* [Texto fornecido]:
▶
Cidadão norte-americano, é mestre em desenvolvimento internacional e representante do Banco Interamericano de Desenvolvimento (BID) no Brasil

O desafio é global: diante da maior crise econômica recente, empresários, sobretudo pequenos e médios, relatam dificuldades para obter crédito. A situação não é exclusiva do Brasil, mas as sequelas aqui preocupam: nosso tecido produtivo tardará mais para se recompor pelo tempo e pelo custo para abrir uma empresa no país.

O cenário, portanto, requer medidas contundentes. Nesse contexto, especialistas de instituições multilaterais como o Banco Interamericano de Desenvolvimento (BID), do governo, da academia e do setor produtivo têm se reunido virtualmente para buscar saídas.

O ponto de partida é entender que, diferentemente de uma usual recessão, em que estímulo ao gasto e investimento devem ser priorizados, neste momento o foco deve ser a sobrevivência de pessoas e empresas.

A discussão reconhece que, enquanto programas como o auxílio emergencial de R$ 600 para pessoas físicas adotado pelo governo brasileiro tiveram, apesar de alguns percalços, forte alcance, as ajudas às empresas ainda não alcançaram sua maior efetividade. Por isso, é preciso agir para evitar a destruição de empresas viáveis e necessárias no médio prazo, mas talvez incapazes de sobreviver sem ajuda agora.

Estudo apresentado pelo professor Jeremy Stein, da Universidade de Harvard, aponta alguns princípios para que governos ajam nesse contexto. Ele sugere a liberação de crédito fracionado, em quantidade suficiente para as empresas sobreviverem por alguns meses e reavaliação regular de acordo com a evolução da pandemia. É importante que os valores estejam disponíveis para o maior número possível de empresários.

Outros pontos que emergem no debate é que não se podem impor requerimentos de crédito excessivamente rigorosos —ou poucos terão acesso. Também deve-se tentar, sempre que possível, atrasar o máximo possível o pagamento da dívida, e recomenda-se limitar bônus aos executivos e à distribuição de lucros.

Diversas dessas medidas estão em curso ou em análise no Brasil e em diversos países cujos bancos centrais adotaram medidas para que o crédito flua para o setor produtivo. Ainda assim, muitas pequenas e médias empresas ainda se queixam de que o acesso à ajuda está difícil e caro. Esse fato sugere que ainda há espaço para que os governos assumam uma maior parte do risco de crédito.

Mas mesmo essa saída impõe impasses a serem resolvidos: Quanto do risco de crédito deveria ser absorvido pelo governo, especialmente pelo Tesouro? Aliás, é prudente para o poder público expor suas finanças em um momento cheio de incertezas como este?

As respostas dependem de diferentes fatores e exigem um pacto com a sociedade, que deve estar ciente e disposta a arcar com a parcela dos recursos que inevitavelmente deixará de ser devolvida. No meio de uma pandemia, não há tempo hábil para identificar com exatidão quais são as empresas que naufragarão mesmo com o auxílio (e não conseguirão pagar o dinheiro público tomado) e quais são aquelas que só precisam de capital de giro para concluir a travessia desse período turbulento.

Outro ponto crucial no caso brasileiro é que a sustentabilidade fiscal pública precisa ser levada em conta. Uma recuperação forte no pós-pandemia dependerá da manutenção do equilíbrio das finanças públicas.

É claro que a conta a ser feita é muito mais complexa e que outros pontos precisam voltar à pauta do dia assim que possível, como é o caso das reformas fiscais, do aumento da produtividade brasileira e da revisão do modelo de proteção social. São desafios para os quais ainda não há respostas, mas há urgência. O BID segue trabalhando em parceria com atores públicos e privados para chegar às melhores soluções possíveis.
◀
(Itens armazenados do conjunto de dados)
▶
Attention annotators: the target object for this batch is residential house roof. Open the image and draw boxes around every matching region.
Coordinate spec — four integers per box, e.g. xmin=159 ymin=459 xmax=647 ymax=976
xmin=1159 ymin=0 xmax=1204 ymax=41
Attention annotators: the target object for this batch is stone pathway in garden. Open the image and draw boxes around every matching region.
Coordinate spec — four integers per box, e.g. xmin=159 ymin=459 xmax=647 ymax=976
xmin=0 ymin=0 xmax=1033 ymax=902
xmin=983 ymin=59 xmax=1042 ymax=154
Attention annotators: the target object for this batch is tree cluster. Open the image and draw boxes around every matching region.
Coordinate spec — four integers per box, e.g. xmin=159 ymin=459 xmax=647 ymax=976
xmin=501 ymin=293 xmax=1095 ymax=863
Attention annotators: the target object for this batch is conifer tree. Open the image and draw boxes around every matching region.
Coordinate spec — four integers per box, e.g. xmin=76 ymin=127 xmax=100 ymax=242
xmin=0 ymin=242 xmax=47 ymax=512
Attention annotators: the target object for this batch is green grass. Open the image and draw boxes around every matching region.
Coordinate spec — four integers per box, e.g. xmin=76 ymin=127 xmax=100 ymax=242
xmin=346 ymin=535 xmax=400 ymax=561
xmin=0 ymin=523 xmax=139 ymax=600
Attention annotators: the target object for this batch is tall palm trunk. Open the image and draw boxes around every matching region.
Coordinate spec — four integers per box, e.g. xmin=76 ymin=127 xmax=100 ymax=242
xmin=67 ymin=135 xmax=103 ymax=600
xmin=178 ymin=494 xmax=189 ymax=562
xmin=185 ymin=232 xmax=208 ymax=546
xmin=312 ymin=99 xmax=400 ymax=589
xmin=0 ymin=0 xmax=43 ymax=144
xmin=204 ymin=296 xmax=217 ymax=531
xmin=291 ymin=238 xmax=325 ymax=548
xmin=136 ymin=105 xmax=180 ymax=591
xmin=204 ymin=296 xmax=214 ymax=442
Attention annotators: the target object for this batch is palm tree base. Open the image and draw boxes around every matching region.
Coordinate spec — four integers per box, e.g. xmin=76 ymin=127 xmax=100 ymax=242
◀
* [Descrição do problema]:
Liste todos os pontos que, segundo o artigo sobre crédito às empresas na pandemia, precisam voltar à pauta do dia assim que possível.

* [Resposta]:
- As reformas fiscais
- O aumento da produtividade brasileira
- A revisão do modelo de proteção social